→ Requirements
Pull out every line in the entries below that contains the word "this", and copy each one without changes.

→ Source data
******************************

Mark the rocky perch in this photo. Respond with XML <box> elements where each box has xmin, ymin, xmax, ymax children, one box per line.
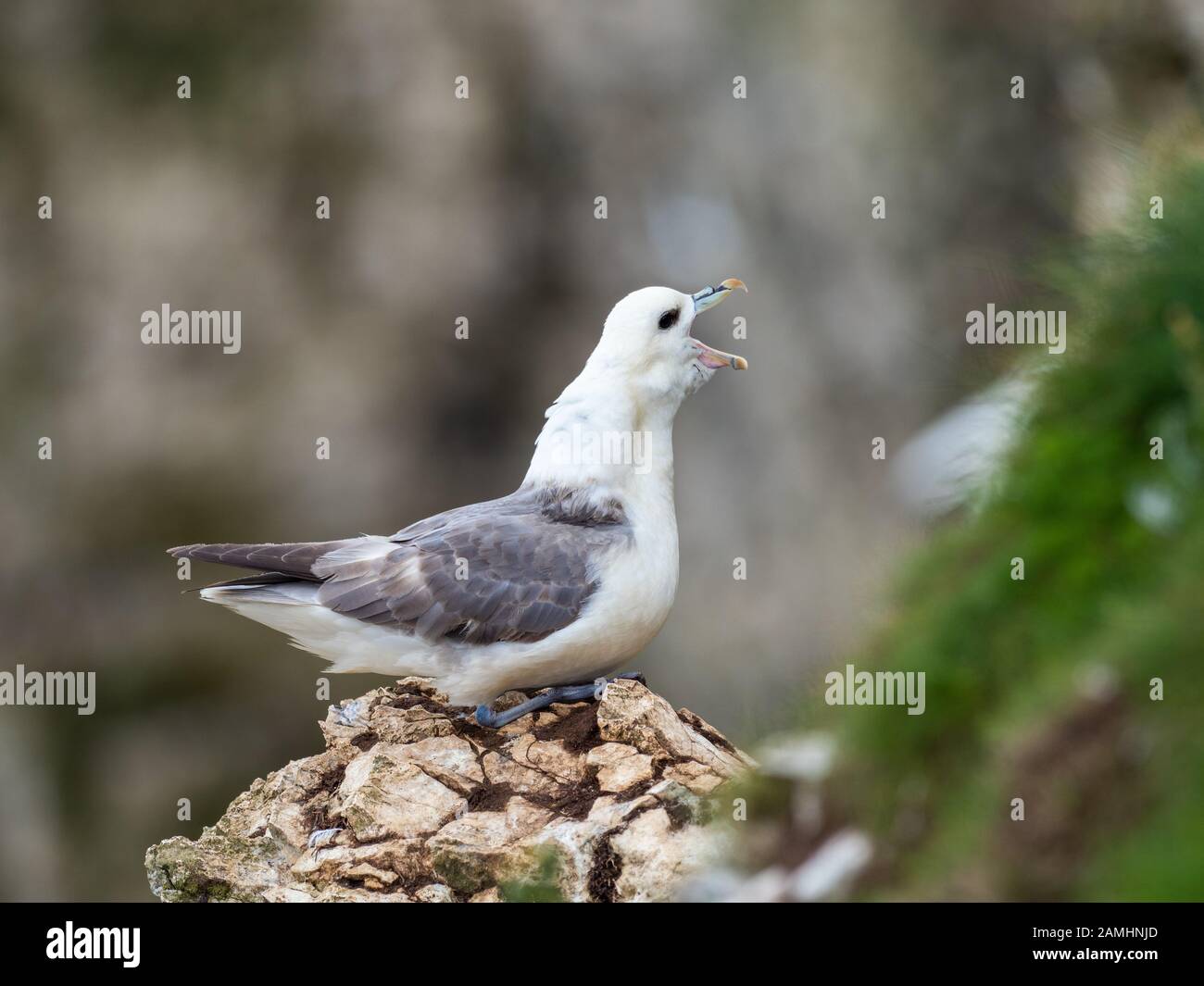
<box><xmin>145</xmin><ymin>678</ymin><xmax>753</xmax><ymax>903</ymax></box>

******************************

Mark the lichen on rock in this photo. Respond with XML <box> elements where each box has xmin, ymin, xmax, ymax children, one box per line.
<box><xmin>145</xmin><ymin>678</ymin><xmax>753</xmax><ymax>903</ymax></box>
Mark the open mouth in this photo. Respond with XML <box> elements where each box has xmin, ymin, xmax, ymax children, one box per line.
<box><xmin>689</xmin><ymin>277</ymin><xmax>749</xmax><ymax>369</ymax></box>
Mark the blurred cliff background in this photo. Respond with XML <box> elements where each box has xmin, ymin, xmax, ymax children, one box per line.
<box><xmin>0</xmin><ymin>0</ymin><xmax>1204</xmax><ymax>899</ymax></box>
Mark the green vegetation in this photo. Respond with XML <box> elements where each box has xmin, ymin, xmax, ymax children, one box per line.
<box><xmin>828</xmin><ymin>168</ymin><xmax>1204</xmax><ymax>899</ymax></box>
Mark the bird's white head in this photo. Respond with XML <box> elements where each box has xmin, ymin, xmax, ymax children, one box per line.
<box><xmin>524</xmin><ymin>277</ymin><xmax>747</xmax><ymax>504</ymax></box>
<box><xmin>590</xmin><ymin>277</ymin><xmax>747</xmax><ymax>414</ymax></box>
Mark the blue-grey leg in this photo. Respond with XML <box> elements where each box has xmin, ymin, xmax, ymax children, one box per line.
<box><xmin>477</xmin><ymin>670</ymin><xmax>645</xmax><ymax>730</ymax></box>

******************************

→ Output
Mark the rocky perch in this photo. Respond with XML <box> elements where each box has xmin, ymin, xmax, ymax children, one box per line.
Mark the lichen on rock in this photo. Respond with XML <box> elements where each box has xmin, ymin, xmax, ymax children, one box per line.
Mark the open mouth in this photo. Respond with XML <box> elements where each box has xmin, ymin, xmax, ymax children, one box per line.
Mark the blurred cliff background in this photo. Respond with XML <box> elements where each box has xmin, ymin, xmax, ymax children, one box per line.
Mark the green vegetation in this photo. Respond with XML <box> elements where each box has xmin, ymin, xmax, ymax children, one box per line.
Mark the bird's white head in this photo. Respond with XML <box> elements where each box has xmin, ymin, xmax, ymax children, one box per line.
Mark the blue-grey leg in this photo. Respond with XML <box> elements where each box has xmin, ymin, xmax, ymax children, one box per line.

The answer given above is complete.